- _PASSAGE TO READ_
Unfortunately, many U.S. workers don’t know their rights when it comes to this virus since it’s an unprecedented situation. The rules and guidelines are changing all the time, and predatory some employers appear to be using the confusion to keep workers on the job, despite the risks posed to their health. The government isn’t helping workers much, either. The CDC recommends that employers inform workers who may have come into contact with an infected person, but so far, there is no federal mandate requiring them to do so.

Not everyone is working from home right now, and with many states reopening for business, more and more workers are in danger of infection. Because our tracing efforts have been so paltry, we can’t know exactly how many positive COVID-19 cases have come from workplace outbreaks, but some experts think that the possibility of being infected at work is a major risk. “In many places, workplace exposures are driving the pandemic,” David Michaels, epidemiologist, former head of OSHA, and professor at George Washington University, told Bloomberg. “To stop this pandemic, workers need to be listened to rather than silenced.”

Which shady conglomerates are potentially guilty of this? Too many to name. The list of companies includes some unsurprising behemoths like Walmart and Halliburton, but also seemingly less likely offenders like Warby Parker and Urban Outfitters (most of these companies disputed the allegations), according to Bloomberg.

As of the beginning of August, the Occupational Safety and Health Administration (OSHA), which investigates worker safety complaints, had already investigated over 600 COVID-19-19 whistleblower complaints. Fingers crossed that these at-risk workers get the protection they deserve.

- _MATERIAL SHOWN_
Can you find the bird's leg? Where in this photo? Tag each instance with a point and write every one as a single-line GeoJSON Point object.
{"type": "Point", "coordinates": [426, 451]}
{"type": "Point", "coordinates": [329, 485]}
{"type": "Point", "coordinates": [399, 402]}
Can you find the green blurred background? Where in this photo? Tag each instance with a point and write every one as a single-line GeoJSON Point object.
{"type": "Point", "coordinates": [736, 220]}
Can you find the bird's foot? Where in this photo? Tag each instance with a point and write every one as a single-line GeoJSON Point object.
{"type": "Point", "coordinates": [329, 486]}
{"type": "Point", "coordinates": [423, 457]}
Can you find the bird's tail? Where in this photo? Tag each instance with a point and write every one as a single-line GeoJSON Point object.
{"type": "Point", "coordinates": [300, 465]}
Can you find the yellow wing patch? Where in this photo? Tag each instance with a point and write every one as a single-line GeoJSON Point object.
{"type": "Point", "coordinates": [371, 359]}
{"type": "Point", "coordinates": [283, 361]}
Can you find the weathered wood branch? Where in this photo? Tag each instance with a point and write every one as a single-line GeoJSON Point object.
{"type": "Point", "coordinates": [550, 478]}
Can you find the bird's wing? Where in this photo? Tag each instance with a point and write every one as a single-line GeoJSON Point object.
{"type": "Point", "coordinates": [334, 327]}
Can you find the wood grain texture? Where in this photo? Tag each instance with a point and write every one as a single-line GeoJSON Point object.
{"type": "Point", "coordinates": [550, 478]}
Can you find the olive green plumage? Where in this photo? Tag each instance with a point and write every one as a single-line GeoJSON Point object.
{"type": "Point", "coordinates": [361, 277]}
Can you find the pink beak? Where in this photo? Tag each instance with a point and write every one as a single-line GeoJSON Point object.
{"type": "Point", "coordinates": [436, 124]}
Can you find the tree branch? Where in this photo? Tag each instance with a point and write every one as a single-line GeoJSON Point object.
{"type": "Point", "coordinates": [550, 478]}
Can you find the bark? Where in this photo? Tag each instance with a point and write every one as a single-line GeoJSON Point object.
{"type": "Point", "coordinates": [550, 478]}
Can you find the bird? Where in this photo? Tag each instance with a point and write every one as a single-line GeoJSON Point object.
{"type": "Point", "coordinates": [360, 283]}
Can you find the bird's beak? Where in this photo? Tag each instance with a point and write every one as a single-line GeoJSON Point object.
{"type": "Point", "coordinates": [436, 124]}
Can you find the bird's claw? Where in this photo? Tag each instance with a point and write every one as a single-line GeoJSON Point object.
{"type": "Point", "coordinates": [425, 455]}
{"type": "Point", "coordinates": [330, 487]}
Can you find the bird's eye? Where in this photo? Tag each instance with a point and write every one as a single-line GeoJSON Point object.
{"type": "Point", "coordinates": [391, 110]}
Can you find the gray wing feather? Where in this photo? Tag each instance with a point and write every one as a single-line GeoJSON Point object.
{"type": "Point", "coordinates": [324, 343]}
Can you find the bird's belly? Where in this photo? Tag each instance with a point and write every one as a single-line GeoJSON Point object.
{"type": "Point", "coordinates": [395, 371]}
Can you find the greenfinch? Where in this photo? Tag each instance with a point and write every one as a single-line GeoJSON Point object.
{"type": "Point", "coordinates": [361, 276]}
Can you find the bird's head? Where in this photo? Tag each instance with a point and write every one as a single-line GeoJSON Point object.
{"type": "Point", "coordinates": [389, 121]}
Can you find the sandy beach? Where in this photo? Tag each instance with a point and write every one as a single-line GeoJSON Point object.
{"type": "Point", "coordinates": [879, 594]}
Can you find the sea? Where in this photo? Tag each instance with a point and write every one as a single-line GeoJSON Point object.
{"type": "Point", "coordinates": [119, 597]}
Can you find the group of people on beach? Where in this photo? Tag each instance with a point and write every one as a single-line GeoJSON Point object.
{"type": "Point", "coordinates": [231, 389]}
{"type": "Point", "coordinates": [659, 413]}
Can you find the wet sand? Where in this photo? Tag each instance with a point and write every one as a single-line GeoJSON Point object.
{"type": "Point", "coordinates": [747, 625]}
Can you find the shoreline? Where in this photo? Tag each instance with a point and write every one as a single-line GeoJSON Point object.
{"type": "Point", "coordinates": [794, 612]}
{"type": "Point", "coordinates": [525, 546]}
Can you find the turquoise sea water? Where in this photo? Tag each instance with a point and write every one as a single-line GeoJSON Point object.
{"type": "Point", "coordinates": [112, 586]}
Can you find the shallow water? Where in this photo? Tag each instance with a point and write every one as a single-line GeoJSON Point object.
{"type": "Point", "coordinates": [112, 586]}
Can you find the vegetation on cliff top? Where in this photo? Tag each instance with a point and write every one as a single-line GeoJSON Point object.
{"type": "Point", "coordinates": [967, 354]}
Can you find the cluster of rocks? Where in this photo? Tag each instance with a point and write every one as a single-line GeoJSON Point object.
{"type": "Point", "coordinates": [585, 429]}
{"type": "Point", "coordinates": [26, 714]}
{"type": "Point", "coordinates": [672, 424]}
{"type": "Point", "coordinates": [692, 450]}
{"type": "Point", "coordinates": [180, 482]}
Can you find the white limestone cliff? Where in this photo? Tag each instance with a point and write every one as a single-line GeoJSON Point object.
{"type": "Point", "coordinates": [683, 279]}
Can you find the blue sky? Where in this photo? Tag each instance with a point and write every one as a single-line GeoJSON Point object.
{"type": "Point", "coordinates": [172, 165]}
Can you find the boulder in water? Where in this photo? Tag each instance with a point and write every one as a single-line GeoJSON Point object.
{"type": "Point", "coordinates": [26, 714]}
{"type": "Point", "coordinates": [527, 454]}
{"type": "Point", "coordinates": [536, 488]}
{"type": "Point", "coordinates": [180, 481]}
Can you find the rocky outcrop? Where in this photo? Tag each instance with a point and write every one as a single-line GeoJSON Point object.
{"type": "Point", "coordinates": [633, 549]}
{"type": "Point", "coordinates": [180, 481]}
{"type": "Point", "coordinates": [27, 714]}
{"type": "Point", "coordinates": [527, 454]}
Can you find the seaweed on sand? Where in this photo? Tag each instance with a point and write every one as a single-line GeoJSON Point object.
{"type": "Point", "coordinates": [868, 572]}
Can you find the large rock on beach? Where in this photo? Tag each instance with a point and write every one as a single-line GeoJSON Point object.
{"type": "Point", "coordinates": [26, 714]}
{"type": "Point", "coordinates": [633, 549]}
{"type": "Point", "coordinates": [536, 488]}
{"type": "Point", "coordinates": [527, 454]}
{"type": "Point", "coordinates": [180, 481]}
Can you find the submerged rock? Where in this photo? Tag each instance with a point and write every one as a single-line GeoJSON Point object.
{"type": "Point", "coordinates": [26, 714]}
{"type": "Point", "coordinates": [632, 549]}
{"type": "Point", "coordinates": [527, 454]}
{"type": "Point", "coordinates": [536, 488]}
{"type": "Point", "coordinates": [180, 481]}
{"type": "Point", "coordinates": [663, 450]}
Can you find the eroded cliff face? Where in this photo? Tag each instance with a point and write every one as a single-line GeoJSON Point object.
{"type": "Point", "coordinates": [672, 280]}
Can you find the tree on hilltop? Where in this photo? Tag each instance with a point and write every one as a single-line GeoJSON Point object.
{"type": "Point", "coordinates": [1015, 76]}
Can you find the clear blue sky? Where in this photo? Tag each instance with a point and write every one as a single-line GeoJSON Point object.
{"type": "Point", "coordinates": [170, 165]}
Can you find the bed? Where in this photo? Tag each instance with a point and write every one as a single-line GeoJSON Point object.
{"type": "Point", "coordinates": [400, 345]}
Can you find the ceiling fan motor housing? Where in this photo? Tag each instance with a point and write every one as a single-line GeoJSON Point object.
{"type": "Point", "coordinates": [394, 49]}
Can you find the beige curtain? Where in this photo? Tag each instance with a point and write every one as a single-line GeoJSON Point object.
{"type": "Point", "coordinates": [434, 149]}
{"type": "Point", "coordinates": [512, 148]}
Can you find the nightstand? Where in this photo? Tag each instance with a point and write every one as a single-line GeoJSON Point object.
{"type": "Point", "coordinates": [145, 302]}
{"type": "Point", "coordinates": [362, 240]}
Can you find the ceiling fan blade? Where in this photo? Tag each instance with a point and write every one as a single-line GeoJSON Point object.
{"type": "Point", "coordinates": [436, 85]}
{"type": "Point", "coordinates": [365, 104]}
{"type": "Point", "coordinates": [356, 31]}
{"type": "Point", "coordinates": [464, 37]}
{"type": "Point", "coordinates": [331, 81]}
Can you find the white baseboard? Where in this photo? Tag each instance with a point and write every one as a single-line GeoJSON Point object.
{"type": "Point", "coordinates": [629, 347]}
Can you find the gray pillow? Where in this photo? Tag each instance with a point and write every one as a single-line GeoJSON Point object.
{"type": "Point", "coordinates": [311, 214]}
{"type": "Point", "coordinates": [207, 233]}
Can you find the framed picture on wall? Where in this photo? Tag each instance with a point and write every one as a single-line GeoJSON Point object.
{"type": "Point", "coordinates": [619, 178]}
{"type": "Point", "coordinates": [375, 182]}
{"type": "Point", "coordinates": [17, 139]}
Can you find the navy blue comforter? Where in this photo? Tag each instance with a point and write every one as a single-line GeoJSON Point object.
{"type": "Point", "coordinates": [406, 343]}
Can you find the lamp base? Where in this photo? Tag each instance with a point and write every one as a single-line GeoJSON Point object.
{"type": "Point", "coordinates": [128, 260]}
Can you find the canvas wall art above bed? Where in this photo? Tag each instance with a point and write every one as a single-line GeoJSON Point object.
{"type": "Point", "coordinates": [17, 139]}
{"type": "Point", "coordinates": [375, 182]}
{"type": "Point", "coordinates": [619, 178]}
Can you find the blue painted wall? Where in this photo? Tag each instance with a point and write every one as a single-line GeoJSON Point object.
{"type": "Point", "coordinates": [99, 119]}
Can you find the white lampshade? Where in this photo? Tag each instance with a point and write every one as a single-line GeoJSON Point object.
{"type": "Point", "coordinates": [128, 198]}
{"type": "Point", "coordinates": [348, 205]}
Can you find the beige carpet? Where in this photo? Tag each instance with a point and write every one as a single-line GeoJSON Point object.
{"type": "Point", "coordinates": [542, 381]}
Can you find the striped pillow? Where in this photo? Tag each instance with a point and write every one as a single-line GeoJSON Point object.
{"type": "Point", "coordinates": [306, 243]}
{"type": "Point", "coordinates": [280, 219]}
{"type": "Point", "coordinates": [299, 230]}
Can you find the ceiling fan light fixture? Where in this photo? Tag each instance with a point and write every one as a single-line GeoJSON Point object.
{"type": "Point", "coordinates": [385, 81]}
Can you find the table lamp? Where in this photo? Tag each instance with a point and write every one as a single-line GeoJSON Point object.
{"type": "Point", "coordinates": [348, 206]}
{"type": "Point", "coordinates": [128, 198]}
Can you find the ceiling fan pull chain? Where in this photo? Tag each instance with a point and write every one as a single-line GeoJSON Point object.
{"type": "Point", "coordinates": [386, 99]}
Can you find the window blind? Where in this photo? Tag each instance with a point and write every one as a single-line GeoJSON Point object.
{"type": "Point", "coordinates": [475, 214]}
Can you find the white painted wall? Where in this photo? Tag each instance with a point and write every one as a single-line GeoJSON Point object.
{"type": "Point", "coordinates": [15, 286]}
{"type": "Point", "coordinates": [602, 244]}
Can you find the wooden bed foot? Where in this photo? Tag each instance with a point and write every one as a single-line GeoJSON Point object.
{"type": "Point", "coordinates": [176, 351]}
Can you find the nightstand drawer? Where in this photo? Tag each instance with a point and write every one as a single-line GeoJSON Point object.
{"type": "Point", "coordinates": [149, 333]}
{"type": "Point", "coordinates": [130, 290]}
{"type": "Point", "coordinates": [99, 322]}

- _WHAT TO WORK ON_
In the passage on workers and COVID-19, condense the paragraph beginning "Not everyone is working from home" into a short bulleted list that keeps its main facts. The items are separate material and have nothing to do with the passage on workers and COVID-19.

- _SOLUTION TO THIS EXERCISE_
- Not everyone is working from home, and as many states reopen for business, more workers face the danger of infection.
- Because tracing efforts have been so weak, no one can know exactly how many positive COVID-19 cases came from workplace outbreaks.
- Some experts think being infected at work is a major risk.
- David Michaels, an epidemiologist, former head of OSHA and professor at George Washington University, told Bloomberg that in many places workplace exposures are driving the pandemic and that workers need to be listened to rather than silenced to stop it.